Not only that, I was also let down by the almost extreme battery of side scenes every time you did something. Sometimes, you’d be in the middle of a string of crafting to make an item needed for a quest, only to be interrupted when you finish one item by a cutscene focusing on a different side character asking for a different item, in which you’re interrupted by yet another scene from a different character talking about how great a new sweets shop is followed by the twins gushing over it.
Not only are the characters saccharine beyond belief, but there is no English dub option like in previous games, which is not generally a problem if you enjoy Japanese games or media.
Reading subtitles you eventually get used to when enjoying media from outside your own nation. The localization and translation in AL&S isn’t the most terrible I’ve ever come across, but there are syntax issues and spelling mistakes peppered all throughout the game.
If there were no other issues with the game, if it didn’t drag on and if the character voices were a bit more tolerable, this wouldn’t be any more than a hiccup.

#### Given exercise:
Reproduce the game review word for word, from "Not only are" to "games or media.". Rely only on the game review above.

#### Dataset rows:
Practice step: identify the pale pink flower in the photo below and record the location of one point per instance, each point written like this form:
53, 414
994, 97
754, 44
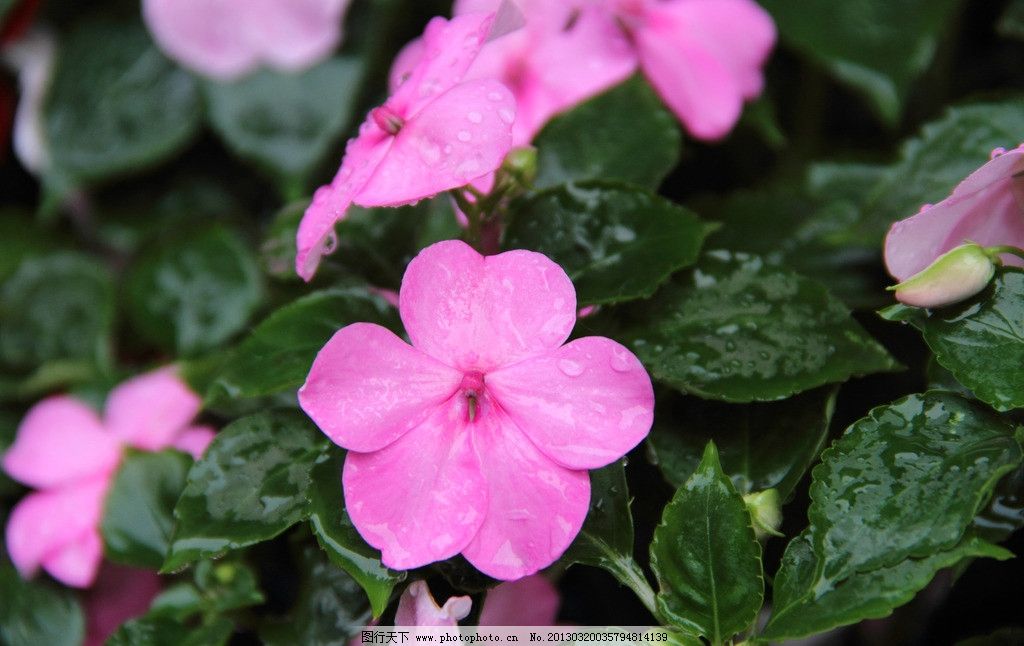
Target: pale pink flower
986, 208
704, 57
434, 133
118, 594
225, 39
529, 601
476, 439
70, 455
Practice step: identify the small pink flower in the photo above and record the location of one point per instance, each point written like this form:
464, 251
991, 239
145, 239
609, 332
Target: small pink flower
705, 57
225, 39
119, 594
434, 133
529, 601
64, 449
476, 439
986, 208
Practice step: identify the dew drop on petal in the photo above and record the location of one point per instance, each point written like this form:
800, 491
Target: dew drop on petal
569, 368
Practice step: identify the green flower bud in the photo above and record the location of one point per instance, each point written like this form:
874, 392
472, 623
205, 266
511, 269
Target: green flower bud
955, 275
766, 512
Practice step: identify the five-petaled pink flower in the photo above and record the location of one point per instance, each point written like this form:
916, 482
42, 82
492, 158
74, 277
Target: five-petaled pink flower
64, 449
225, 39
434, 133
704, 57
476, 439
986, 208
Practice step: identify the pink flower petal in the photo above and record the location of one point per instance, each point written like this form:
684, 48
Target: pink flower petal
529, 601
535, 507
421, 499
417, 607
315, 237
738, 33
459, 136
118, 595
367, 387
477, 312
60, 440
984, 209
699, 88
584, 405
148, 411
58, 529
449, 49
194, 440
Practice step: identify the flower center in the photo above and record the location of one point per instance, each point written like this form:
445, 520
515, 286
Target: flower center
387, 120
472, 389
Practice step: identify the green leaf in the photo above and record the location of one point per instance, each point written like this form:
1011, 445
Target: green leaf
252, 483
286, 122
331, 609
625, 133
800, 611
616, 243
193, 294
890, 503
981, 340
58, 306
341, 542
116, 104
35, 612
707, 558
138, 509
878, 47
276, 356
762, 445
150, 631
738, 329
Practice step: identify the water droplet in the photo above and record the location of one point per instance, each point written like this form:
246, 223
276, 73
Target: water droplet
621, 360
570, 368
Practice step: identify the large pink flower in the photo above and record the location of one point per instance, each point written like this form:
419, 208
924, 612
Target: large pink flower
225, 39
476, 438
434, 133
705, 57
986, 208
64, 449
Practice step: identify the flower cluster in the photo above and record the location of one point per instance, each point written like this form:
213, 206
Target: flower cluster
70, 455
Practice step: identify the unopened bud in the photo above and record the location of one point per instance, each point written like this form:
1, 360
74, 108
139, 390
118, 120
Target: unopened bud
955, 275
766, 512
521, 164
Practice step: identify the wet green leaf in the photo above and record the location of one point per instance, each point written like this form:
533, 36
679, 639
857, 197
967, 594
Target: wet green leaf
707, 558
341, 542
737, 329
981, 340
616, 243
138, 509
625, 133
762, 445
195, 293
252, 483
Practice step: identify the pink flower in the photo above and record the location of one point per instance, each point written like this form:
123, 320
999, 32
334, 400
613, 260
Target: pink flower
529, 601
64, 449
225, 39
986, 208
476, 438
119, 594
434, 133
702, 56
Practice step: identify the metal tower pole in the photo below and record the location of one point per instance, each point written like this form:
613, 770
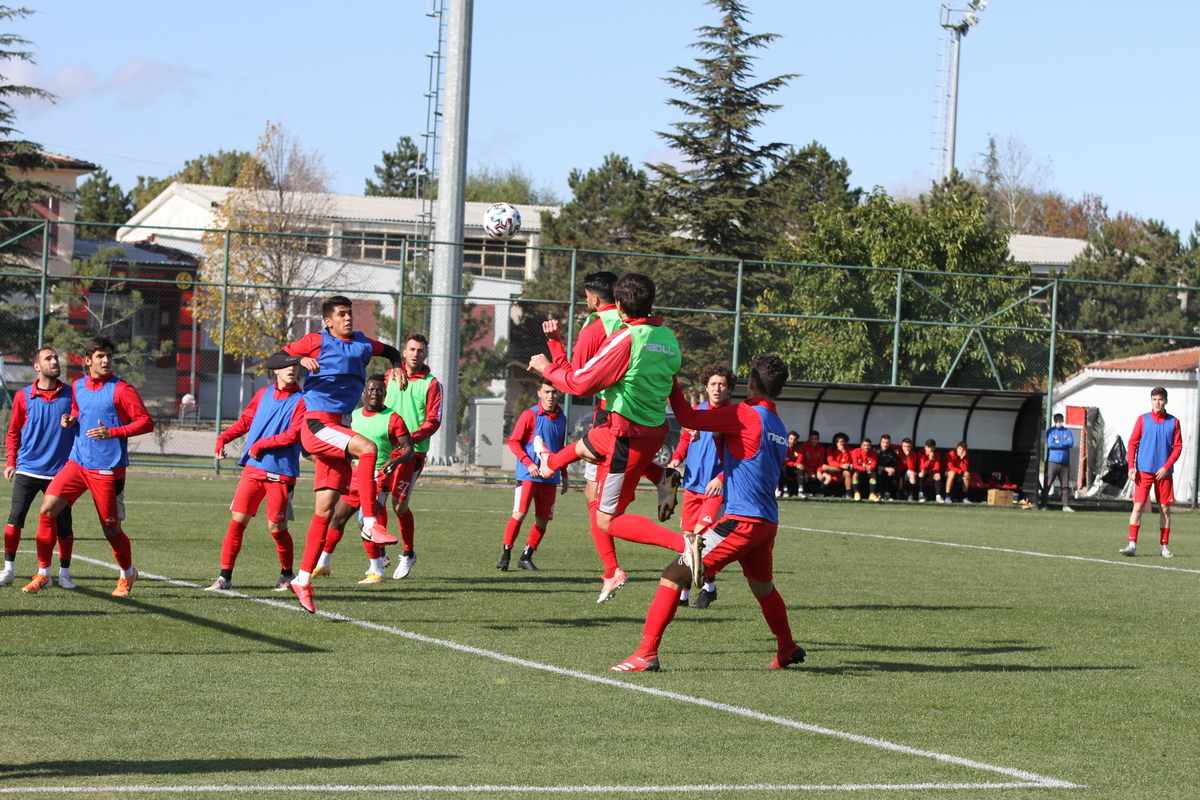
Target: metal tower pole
--
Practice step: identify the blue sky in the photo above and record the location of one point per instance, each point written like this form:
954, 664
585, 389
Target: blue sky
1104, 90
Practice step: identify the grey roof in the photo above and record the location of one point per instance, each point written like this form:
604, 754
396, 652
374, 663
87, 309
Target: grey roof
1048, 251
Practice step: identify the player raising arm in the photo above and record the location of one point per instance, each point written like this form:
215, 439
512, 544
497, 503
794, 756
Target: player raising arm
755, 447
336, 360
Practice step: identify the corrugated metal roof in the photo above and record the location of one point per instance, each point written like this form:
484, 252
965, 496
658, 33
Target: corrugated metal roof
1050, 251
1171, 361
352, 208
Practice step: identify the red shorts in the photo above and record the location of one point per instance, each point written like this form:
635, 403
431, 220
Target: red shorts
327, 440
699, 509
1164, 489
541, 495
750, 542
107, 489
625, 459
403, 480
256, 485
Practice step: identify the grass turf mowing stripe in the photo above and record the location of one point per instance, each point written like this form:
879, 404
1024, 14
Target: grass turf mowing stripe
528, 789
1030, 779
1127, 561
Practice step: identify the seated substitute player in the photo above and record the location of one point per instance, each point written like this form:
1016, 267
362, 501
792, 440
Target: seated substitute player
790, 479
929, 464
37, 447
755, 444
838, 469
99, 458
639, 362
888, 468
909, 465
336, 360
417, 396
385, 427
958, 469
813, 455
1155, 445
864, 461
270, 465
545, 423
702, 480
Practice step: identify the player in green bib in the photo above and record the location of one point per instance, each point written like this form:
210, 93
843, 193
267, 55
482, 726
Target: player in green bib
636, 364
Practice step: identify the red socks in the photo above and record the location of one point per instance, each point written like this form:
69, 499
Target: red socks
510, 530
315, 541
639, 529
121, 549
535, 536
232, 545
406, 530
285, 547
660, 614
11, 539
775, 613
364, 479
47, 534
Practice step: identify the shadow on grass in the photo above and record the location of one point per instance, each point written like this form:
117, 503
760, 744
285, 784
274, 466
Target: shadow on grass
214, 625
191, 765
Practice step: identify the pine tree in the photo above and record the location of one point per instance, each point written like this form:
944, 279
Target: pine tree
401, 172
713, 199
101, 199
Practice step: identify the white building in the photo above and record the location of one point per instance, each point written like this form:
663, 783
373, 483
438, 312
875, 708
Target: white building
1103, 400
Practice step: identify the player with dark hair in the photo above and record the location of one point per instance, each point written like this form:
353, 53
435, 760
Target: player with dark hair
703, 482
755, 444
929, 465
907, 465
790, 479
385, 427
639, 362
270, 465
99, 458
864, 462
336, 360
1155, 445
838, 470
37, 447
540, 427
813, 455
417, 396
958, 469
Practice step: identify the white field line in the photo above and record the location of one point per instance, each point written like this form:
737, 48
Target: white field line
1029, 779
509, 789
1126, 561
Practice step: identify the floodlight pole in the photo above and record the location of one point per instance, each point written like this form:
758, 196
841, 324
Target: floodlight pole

#### Response to the task:
Not only are the characters saccharine beyond belief, but there is no English dub option like in previous games, which is not generally a problem if you enjoy Japanese games or media.